* SOURCE PASSAGE
# # # #
After two years, Michelin Guide recognition and a glowing review from the Los Angeles Times, modern Korean restaurant Kinn is set to close this week, with its chef-owner underscoring the importance of mental health within the restaurant industry.
“I think our products are oftentimes undervalued, we have to make compromises,” said Kiyong “Ki” Kim, who announced Kinn’s closure last Friday. “Whether it's quality of life, financials, sleep hours, we have to please our guests and please our customers rather than making sure we're staying healthy. It adds up.”
The Koreatown restaurant’s closure is slated for Saturday. Kim said he lost roughly 20 pounds in the last few weeks due to stress and anxiety. As a chef he characterizes critical praise and seeing customers satisfied as “addicting,” leading to a workforce of chefs who rarely prioritize themselves.
# # # #
(Dataset entries)
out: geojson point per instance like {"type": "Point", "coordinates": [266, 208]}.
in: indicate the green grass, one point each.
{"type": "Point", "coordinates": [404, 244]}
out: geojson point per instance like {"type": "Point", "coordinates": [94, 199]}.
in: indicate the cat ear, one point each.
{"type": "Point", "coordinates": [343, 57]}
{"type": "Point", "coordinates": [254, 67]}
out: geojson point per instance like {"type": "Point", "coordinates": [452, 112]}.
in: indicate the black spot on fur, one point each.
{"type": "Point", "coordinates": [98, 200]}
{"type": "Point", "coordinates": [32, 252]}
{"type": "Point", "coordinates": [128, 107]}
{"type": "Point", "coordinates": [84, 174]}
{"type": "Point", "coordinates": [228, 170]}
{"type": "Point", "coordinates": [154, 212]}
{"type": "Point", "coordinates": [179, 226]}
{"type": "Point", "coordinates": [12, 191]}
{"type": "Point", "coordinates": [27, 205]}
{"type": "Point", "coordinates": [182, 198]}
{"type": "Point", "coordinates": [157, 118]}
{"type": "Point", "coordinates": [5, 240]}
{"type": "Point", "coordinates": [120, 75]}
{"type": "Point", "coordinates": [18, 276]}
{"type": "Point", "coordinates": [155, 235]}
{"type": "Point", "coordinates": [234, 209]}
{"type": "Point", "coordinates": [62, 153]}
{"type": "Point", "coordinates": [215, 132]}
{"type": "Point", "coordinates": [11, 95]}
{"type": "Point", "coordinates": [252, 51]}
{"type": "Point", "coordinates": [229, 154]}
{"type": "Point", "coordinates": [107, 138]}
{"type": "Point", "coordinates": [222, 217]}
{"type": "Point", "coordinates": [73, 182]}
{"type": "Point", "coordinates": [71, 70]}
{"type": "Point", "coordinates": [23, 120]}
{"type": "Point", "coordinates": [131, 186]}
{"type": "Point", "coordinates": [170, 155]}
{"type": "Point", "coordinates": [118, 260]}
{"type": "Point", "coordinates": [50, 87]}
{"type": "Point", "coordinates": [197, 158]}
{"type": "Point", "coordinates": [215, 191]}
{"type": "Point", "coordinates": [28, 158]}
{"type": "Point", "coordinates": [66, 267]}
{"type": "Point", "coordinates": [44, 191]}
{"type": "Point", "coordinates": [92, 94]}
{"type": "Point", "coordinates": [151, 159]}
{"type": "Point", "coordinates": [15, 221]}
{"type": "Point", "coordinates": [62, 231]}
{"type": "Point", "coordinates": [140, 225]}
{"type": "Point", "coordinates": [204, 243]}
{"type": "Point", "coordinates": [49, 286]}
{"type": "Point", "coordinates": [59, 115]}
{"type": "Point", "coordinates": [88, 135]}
# # # #
* TASKS FOR THIS EXERCISE
1. Summarize the Kinn closure text in two sentences.
2. Write out the stretch of the Kinn closure text from "After two years, Michelin" through "the restaurant industry." word for word.

* OUTPUTS IN ORDER
1. Kinn, a modern Korean restaurant in Koreatown, is set to close on Saturday after two years, Michelin Guide recognition and a glowing Los Angeles Times review. Its chef-owner, Kiyong "Ki" Kim, stressed the importance of mental health in the restaurant industry, saying that chefs compromise on quality of life, financials and sleep to please guests, and that he lost roughly 20 pounds in recent weeks due to stress and anxiety.

2.
After two years, Michelin Guide recognition and a glowing review from the Los Angeles Times, modern Korean restaurant Kinn is set to close this week, with its chef-owner underscoring the importance of mental health within the restaurant industry.